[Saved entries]
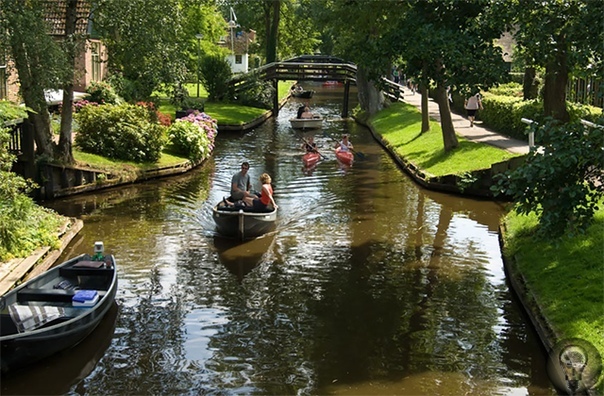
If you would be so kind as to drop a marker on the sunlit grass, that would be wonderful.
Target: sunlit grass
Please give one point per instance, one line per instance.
(104, 163)
(566, 277)
(400, 125)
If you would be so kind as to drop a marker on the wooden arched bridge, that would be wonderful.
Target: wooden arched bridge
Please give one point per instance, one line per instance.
(313, 68)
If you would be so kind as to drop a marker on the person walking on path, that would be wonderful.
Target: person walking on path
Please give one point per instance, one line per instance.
(472, 104)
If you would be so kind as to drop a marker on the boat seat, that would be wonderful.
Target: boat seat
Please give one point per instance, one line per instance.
(85, 271)
(247, 209)
(49, 295)
(31, 317)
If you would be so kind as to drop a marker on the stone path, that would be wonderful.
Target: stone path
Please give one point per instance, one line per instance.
(477, 133)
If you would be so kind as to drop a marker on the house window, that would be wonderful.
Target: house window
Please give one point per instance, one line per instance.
(95, 49)
(3, 76)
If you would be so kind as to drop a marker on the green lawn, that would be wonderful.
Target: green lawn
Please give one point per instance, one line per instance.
(400, 125)
(566, 277)
(225, 113)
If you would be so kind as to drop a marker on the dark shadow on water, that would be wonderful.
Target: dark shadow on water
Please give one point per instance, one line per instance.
(240, 258)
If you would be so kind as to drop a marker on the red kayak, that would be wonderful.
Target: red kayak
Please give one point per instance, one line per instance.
(345, 157)
(310, 159)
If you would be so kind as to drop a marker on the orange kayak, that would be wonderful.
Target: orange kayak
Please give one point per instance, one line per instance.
(310, 159)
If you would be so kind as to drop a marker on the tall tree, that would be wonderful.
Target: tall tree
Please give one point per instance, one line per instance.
(272, 16)
(145, 41)
(449, 43)
(39, 62)
(73, 44)
(563, 36)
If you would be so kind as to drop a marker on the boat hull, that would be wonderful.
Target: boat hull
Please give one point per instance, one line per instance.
(303, 94)
(306, 123)
(310, 159)
(19, 349)
(243, 223)
(345, 157)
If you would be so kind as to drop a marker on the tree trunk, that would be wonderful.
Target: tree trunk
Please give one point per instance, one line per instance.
(530, 85)
(554, 90)
(446, 123)
(64, 152)
(33, 96)
(371, 99)
(425, 114)
(272, 9)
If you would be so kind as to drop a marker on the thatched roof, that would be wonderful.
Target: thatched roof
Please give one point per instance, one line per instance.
(55, 16)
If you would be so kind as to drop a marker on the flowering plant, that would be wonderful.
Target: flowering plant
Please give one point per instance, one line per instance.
(194, 135)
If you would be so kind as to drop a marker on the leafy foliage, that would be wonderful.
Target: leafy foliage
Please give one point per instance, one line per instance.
(102, 92)
(215, 73)
(194, 135)
(562, 181)
(257, 93)
(24, 226)
(126, 132)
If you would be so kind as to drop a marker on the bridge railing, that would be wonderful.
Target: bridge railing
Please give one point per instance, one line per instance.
(310, 68)
(15, 142)
(297, 71)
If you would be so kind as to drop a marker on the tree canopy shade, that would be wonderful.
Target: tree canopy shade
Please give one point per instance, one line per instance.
(440, 42)
(42, 63)
(563, 36)
(288, 32)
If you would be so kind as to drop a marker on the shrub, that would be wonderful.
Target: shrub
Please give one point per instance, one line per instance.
(256, 93)
(504, 113)
(562, 182)
(193, 135)
(101, 92)
(24, 226)
(126, 132)
(215, 75)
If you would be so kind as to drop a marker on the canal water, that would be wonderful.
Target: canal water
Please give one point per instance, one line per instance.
(369, 285)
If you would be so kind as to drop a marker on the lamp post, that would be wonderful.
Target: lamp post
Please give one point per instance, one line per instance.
(199, 36)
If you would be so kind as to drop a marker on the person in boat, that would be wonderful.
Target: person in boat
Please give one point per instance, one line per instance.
(306, 114)
(266, 200)
(309, 145)
(344, 144)
(241, 184)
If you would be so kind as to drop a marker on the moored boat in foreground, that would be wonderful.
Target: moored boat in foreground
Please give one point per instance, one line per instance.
(56, 310)
(243, 222)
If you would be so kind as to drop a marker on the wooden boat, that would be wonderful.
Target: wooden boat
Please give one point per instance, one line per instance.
(345, 157)
(243, 222)
(310, 159)
(306, 123)
(43, 316)
(303, 94)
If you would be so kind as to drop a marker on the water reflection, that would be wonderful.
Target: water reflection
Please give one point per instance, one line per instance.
(370, 285)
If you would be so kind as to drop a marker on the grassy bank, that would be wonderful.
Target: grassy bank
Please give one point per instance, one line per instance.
(566, 277)
(400, 125)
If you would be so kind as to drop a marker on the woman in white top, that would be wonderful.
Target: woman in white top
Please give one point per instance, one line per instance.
(472, 104)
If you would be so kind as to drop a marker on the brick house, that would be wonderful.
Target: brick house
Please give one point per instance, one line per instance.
(89, 65)
(239, 44)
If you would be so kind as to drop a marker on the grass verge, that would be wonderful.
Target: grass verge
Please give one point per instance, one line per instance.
(400, 125)
(566, 277)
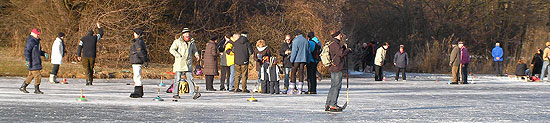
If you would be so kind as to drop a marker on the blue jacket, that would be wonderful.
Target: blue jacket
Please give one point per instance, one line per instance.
(33, 52)
(497, 52)
(312, 43)
(300, 50)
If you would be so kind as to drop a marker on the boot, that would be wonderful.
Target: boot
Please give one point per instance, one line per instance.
(291, 87)
(88, 82)
(138, 92)
(52, 79)
(197, 95)
(37, 90)
(23, 88)
(300, 87)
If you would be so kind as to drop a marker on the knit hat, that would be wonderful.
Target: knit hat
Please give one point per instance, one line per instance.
(60, 34)
(35, 31)
(138, 31)
(335, 34)
(454, 42)
(185, 30)
(310, 35)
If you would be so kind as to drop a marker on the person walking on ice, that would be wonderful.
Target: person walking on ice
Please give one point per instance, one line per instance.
(138, 58)
(184, 49)
(86, 52)
(58, 52)
(32, 53)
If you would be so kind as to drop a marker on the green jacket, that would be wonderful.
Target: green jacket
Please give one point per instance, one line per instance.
(183, 53)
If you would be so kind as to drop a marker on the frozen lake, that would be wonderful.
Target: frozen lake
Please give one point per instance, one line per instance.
(420, 99)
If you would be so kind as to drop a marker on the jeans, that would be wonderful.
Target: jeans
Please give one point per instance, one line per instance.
(287, 77)
(55, 69)
(544, 70)
(189, 79)
(311, 77)
(334, 91)
(137, 74)
(88, 64)
(464, 72)
(498, 67)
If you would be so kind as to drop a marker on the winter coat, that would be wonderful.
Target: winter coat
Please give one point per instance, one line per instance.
(537, 63)
(300, 50)
(286, 58)
(546, 54)
(229, 54)
(380, 56)
(401, 59)
(520, 69)
(211, 59)
(337, 53)
(455, 57)
(88, 44)
(464, 55)
(183, 53)
(58, 51)
(370, 53)
(33, 52)
(242, 49)
(259, 53)
(138, 52)
(497, 52)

REQUIREMENT ->
Looking at the entries above, how many lines contain "tall"? State the number and nothing more.

RESPONSE TO THIS TASK ->
2